→ Tasks to carry out:
1. In the financial report excerpt, write out the stretch from "Several minor capital" through "herein by reference).", substituting "credit facility" for "line of credit".
2. Using the financial report excerpt, explain in one to three sentences what the seasonal period did to the Registrant's financial condition as of June 30, 1996, compared with December 31, 1995.
3. According to the financial report excerpt, what is the amount of the line of credit in the Registrant's debt agreement?

Accordingly, the Registrant experienced an improvement in its financial
condition as of June 30, 1996 when compared with its fiscal year-end of
December 31, 1995. The primary effect of this seasonal period was an increase
in cash and accumulated earnings.
Several minor capital improvements have been performed. However, there were no
major capital additions or improvements during the six months ended June 30,
1996. No significant capital projects are anticipated in the remaining fiscal
period. Future operating costs and planned expenditures for minor additions and
improvements are expected to be funded by the resort operations of the
Registrant or by additional financing within the terms of the Registrant's debt
agreement.
The Registrant's debt agreement includes a line of credit of $1,500,000 which
is limited to the value of certain accounts receivable, inventories and
equipment of the Registrant and an affiliate. As of June 30, 1996, this full
line of credit was unrestricted, and no draws were outstanding (see Note 5.
Notes Payable of the Notes to Financial Statements in Part I, Item 1 of
this Form 10-Q, which is incorporated herein by reference).
The Registrant has additional financing that is available related to the matter
that is discussed in Part II, Item 1. Legal Proceedings of this Form 10-Q,
which is incorporated herein by reference.

→ Stored records:
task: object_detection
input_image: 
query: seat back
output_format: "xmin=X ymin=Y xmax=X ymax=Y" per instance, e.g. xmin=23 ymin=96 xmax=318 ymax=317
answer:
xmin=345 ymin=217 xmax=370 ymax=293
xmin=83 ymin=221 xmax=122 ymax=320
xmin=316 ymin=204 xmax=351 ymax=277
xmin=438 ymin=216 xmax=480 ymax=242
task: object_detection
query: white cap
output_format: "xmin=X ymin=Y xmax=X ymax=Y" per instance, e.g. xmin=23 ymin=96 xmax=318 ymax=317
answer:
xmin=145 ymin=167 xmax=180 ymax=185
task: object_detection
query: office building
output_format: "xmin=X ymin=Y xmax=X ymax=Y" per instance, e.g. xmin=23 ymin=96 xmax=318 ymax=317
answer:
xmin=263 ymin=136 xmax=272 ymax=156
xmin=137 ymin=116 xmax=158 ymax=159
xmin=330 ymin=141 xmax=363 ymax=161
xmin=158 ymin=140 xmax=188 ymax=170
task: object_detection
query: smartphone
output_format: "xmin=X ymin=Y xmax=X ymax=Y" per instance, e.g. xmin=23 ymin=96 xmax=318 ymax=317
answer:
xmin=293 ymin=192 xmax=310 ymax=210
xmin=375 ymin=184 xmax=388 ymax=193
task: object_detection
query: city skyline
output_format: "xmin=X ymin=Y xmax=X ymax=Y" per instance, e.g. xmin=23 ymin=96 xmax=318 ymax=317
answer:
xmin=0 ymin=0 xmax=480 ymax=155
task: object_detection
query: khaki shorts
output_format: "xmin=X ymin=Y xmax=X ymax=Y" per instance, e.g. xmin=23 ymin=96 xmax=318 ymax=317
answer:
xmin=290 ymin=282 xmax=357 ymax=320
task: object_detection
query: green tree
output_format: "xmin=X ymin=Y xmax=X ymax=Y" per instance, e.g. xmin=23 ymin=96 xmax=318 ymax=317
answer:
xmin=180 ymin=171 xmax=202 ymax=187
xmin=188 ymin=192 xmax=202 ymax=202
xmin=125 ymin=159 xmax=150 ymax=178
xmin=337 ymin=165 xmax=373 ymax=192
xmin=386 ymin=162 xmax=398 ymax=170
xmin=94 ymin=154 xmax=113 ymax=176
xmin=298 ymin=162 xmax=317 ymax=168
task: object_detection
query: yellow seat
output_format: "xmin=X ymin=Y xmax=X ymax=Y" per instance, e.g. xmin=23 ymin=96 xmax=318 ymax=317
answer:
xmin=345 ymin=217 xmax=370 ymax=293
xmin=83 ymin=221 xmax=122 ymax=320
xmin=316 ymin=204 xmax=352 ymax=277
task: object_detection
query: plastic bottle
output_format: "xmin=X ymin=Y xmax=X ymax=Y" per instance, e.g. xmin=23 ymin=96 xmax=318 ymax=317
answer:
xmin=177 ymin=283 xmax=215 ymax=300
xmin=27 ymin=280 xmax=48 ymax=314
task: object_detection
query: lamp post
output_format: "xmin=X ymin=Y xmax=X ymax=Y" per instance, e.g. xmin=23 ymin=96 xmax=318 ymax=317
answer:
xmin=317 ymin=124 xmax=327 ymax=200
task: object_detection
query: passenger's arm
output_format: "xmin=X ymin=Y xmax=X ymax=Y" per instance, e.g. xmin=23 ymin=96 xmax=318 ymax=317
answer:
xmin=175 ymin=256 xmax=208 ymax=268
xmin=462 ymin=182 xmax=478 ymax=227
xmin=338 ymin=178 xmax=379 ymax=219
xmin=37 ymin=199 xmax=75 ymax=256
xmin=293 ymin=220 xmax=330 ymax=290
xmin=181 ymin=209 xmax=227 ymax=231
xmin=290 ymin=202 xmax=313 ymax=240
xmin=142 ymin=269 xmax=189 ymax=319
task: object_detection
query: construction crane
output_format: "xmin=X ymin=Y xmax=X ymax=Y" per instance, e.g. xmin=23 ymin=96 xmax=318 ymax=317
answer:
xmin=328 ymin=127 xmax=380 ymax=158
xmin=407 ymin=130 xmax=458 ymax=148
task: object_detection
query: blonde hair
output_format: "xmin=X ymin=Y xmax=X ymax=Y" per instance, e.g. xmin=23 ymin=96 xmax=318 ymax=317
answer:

→ Exercise responses:
1.
Several minor capital improvements have been performed. However, there were no
major capital additions or improvements during the six months ended June 30,
1996. No significant capital projects are anticipated in the remaining fiscal
period. Future operating costs and planned expenditures for minor additions and
improvements are expected to be funded by the resort operations of the
Registrant or by additional financing within the terms of the Registrant's debt
agreement.
The Registrant's debt agreement includes a credit facility of $1,500,000 which
is limited to the value of certain accounts receivable, inventories and
equipment of the Registrant and an affiliate. As of June 30, 1996, this full
credit facility was unrestricted, and no draws were outstanding (see Note 5.
Notes Payable of the Notes to Financial Statements in Part I, Item 1 of
this Form 10-Q, which is incorporated herein by reference).

2. The Registrant's financial condition improved as of June 30, 1996, compared with its fiscal year-end of December 31, 1995. The primary effect of the seasonal period was an increase in cash and accumulated earnings.

3. $1,500,000